Return every line of the data exactly as it appears.

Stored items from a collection
......

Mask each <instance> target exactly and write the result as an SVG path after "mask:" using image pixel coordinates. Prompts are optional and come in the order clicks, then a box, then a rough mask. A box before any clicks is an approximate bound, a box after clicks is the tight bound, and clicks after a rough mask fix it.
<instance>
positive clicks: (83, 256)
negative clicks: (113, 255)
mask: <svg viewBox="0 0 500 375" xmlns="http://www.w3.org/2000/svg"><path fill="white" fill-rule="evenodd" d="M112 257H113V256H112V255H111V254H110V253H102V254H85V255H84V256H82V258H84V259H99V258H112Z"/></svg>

......

[RESPONSE TO THIS EXERCISE]
Mask each <instance> target exactly and write the result as an SVG path after "mask:" using image pixel coordinates. Prompts are optional and come in the order clicks, then a box, then a rough mask. A box before any clicks is an approximate bound, a box after clicks is the tight bound, and clicks after a rough mask fix it.
<instance>
positive clicks: (83, 256)
negative clicks: (113, 255)
mask: <svg viewBox="0 0 500 375" xmlns="http://www.w3.org/2000/svg"><path fill="white" fill-rule="evenodd" d="M112 257H113V256H112V255H111V254H110V253H102V254H85V255H84V256H82V258H84V259H99V258H112Z"/></svg>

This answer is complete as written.